### WHAT TO DO
Having read the listing below, repeat it exactly.

====== EXERCISE MATERIAL

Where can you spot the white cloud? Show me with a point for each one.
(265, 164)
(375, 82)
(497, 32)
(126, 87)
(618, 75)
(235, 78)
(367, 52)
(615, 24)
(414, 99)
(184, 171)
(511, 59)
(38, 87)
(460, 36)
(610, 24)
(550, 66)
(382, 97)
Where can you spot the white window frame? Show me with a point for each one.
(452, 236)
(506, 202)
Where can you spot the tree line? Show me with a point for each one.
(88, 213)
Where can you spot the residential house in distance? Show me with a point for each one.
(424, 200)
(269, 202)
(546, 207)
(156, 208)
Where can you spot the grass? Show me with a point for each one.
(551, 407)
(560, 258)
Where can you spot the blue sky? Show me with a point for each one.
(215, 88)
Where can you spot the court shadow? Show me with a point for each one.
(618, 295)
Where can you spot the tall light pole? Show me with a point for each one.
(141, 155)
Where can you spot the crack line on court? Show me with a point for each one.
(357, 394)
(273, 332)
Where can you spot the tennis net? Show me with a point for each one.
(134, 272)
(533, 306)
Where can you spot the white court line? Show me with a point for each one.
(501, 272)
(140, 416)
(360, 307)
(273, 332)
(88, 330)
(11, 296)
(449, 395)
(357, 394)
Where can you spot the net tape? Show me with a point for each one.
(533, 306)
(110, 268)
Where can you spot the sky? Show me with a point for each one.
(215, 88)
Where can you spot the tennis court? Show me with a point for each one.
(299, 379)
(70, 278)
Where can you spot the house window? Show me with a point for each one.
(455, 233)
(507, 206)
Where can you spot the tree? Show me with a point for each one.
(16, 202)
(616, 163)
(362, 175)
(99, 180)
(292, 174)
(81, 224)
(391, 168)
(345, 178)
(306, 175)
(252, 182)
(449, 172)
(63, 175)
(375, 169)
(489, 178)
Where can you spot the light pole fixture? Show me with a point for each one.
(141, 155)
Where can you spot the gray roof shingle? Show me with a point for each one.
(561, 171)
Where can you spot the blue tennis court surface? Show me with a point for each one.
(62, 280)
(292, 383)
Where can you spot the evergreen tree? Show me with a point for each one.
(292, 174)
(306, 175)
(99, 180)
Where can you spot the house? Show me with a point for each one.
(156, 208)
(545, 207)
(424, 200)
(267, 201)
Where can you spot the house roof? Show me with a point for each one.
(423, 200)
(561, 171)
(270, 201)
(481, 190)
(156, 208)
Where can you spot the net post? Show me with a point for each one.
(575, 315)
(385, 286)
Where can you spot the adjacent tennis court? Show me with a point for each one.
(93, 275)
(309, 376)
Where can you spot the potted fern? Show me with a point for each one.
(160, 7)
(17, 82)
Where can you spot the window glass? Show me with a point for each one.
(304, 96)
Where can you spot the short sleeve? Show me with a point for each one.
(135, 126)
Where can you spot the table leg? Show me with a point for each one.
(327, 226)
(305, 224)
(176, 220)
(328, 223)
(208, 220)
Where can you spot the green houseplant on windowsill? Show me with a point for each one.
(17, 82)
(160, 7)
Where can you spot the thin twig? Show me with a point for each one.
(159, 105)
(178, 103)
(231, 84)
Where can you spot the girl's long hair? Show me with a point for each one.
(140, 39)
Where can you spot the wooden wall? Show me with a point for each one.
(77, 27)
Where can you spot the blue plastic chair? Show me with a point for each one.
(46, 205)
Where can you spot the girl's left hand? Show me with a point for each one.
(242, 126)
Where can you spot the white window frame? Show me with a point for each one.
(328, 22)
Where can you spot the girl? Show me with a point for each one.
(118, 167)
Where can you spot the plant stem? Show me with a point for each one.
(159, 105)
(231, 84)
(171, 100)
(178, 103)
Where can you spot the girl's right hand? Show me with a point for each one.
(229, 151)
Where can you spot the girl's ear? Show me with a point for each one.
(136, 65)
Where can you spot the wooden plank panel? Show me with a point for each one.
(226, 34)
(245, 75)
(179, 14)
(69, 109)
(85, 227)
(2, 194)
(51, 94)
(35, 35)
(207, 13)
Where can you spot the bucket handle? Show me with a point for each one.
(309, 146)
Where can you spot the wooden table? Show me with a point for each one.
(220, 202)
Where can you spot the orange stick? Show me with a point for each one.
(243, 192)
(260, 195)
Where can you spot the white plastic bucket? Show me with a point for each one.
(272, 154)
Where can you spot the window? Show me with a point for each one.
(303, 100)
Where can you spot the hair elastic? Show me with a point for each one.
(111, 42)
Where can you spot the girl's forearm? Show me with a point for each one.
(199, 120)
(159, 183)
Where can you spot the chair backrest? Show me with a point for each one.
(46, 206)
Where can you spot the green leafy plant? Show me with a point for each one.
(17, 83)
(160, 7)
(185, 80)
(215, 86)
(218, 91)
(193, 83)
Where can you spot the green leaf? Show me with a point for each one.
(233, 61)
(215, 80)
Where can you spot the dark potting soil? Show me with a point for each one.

============

### OUTPUT OF THE TASK
Where can you spot the white cloud? Show me with a point for each one.
(265, 164)
(375, 82)
(497, 32)
(126, 87)
(618, 75)
(235, 78)
(367, 52)
(615, 24)
(414, 99)
(184, 171)
(511, 59)
(38, 87)
(460, 36)
(610, 24)
(550, 66)
(382, 97)
Where can you spot the white window frame? Show me with a point for each one.
(452, 236)
(506, 202)
Where can you spot the tree line? Show me with a point for each one.
(88, 213)
Where can you spot the residential house in distance? Show me with a point for each one.
(424, 200)
(269, 202)
(546, 207)
(156, 208)
Where can you spot the grass? Show me with a point for each one.
(551, 407)
(560, 258)
Where can you spot the blue sky? Show me with a point for each one.
(215, 88)
Where can you spot the court shadow? Show me with a point for each one.
(618, 295)
Where can you spot the tall light pole? Show me with a point for each one.
(141, 155)
Where can you spot the crack line on court? Show me with a point for each one.
(357, 394)
(273, 332)
Where can you spot the tennis net? Show me with a point for each one.
(134, 272)
(533, 306)
Where can you spot the white court line? Show me with a point for each one.
(501, 272)
(140, 416)
(360, 307)
(273, 332)
(88, 330)
(11, 296)
(449, 395)
(357, 394)
Where can you spot the net tape? Show me with a point for each one.
(533, 306)
(110, 268)
Where can you spot the sky? Show me with a point for each one.
(215, 88)
Where can you spot the tennis court? Show me with a point for each one.
(299, 379)
(70, 278)
Where can you spot the house window? Show me with a point for each one.
(455, 233)
(507, 206)
Where can you spot the tree? Show me with a point for each one.
(16, 202)
(616, 163)
(362, 175)
(99, 180)
(292, 174)
(81, 224)
(391, 168)
(345, 178)
(306, 175)
(252, 182)
(449, 172)
(63, 175)
(375, 169)
(489, 178)
Where can you spot the light pole fixture? Show me with a point for each one.
(141, 155)
Where can you spot the gray roof shingle? Show me with a point for each one.
(561, 171)
Where can you spot the blue tennis court surface? Show me with a point for each one.
(62, 280)
(292, 383)
Where can you spot the evergreen tree? Show me with a point for each one.
(292, 174)
(306, 175)
(99, 180)
Where can you spot the house? Show me with a point for each one.
(156, 208)
(545, 207)
(424, 200)
(267, 201)
Where can you spot the house roof? Show me with a point for each one.
(423, 200)
(561, 171)
(270, 201)
(481, 190)
(156, 208)
Where can you spot the net post? Show me with a point for each one.
(575, 315)
(385, 286)
Where can you spot the adjacent tennis court? Show me with a point for each one.
(93, 275)
(309, 376)
Where can you spot the potted fern? Show me with a point for each one.
(160, 7)
(17, 82)
Where can you spot the window glass? Show me with a point for each one.
(304, 96)
Where can you spot the short sleeve? Show me with a point for each one.
(135, 126)
Where can you spot the table leg? Show me with a point for each one.
(327, 226)
(305, 224)
(176, 220)
(328, 223)
(208, 220)
Where can you spot the green houseplant on windowsill? Show me with a point for each one.
(17, 82)
(160, 7)
Where can you spot the thin twig? Show me with a point for each one.
(159, 105)
(178, 103)
(231, 84)
Where can you spot the girl's long hair? Show me with a point for each one.
(140, 39)
Where can you spot the wooden wall? Show me with a point for each one.
(77, 27)
Where can you spot the blue plastic chair? Show me with a point for each one.
(46, 205)
Where can you spot the girl's left hand? Show me with a point for each one.
(242, 126)
Where can you spot the white window frame? Show me with a point for each one.
(328, 22)
Where can you spot the girl? Show me with a point for each one.
(118, 167)
Where can you spot the plant stem? Show me with a point for each one.
(159, 105)
(231, 84)
(171, 100)
(178, 103)
Where can you spot the girl's right hand? Show me with a point for each one.
(229, 151)
Where can you spot the girl's ear? Show me with a point for each one.
(136, 65)
Where can you spot the wooden plank panel? Show me with a point for each one.
(226, 34)
(245, 75)
(179, 14)
(69, 109)
(85, 227)
(2, 194)
(51, 94)
(35, 35)
(207, 13)
Where can you spot the bucket handle? Show me with a point for each one.
(309, 146)
Where can you spot the wooden table? Show me with a point for each one.
(220, 202)
Where can you spot the orange stick? Show me with a point for each one.
(243, 192)
(260, 195)
Where can you spot the white plastic bucket? Show me with a point for each one.
(272, 154)
Where can you spot the window? Show me with a point for each one.
(303, 100)
Where can you spot the hair elastic? Show me with a point for each one.
(111, 42)
Where can you spot the girl's forearm? Show me with a point for each one.
(199, 120)
(159, 183)
Where can you spot the chair backrest? Show me with a point for each one.
(46, 206)
Where can you spot the green leafy plant? Show me with a point for each one.
(17, 83)
(160, 7)
(185, 80)
(215, 86)
(218, 91)
(193, 83)
Where can you spot the green leaf? Show me with a point for each one.
(233, 61)
(215, 80)
Where can you spot the dark potting soil? Show me with a point for each one.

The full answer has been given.